### Point localization data:
====

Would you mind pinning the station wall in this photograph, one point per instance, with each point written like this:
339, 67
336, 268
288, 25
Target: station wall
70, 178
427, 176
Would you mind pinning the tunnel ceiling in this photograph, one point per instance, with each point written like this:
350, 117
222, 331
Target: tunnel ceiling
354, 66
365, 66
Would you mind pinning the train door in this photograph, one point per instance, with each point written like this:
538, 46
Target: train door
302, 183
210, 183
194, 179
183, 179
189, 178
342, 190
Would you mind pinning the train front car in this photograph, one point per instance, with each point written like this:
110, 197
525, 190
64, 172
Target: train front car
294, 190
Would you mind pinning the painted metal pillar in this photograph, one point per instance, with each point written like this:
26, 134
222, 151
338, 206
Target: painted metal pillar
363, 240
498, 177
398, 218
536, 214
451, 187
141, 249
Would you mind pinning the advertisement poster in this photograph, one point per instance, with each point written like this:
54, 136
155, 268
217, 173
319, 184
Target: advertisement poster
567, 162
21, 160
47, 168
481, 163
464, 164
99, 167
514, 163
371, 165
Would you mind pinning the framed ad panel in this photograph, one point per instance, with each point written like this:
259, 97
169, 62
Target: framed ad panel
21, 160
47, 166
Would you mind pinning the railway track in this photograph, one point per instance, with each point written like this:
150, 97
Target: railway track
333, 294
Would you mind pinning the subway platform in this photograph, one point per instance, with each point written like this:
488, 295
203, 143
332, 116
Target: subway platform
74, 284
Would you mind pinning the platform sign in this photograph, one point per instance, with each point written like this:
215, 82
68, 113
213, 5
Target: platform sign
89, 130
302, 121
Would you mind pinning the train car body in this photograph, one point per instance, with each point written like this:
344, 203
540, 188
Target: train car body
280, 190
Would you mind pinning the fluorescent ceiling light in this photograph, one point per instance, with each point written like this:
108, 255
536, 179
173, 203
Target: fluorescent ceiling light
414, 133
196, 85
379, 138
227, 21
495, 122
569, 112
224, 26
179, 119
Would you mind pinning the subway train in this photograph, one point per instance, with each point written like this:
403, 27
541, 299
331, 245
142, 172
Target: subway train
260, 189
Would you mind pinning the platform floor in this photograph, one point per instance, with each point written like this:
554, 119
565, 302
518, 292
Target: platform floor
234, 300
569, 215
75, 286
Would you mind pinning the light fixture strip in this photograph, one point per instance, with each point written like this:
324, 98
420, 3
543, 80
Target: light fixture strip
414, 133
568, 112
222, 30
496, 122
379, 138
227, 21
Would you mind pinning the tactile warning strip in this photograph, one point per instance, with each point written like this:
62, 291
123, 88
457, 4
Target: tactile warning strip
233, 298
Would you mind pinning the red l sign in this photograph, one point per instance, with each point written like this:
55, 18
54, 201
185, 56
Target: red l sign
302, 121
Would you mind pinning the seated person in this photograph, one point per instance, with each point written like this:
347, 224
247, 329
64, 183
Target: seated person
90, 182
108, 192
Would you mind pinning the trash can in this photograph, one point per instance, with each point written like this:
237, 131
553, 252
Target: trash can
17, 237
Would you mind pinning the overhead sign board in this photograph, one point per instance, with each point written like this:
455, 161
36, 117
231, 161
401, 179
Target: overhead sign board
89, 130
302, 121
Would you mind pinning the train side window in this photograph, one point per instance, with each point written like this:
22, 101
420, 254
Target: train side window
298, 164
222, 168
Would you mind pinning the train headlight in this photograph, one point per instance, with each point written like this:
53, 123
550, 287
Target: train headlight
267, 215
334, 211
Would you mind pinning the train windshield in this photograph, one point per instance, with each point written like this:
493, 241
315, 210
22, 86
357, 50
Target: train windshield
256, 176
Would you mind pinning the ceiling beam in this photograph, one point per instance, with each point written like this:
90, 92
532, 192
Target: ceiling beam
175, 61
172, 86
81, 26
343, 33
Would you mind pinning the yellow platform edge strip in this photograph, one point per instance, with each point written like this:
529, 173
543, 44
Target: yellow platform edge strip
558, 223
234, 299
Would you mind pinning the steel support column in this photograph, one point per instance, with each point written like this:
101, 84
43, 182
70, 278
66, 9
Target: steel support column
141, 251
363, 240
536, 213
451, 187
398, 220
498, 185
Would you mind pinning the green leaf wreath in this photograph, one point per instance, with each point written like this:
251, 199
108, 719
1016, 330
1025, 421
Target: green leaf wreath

====

### TASK DETAILS:
Could you find every line in the records above that contains the word "wreath" and copy it?

### ANSWER BELOW:
Would you mind pinning the green leaf wreath in this photograph, one point per instance, with each point written like this:
Target: green leaf wreath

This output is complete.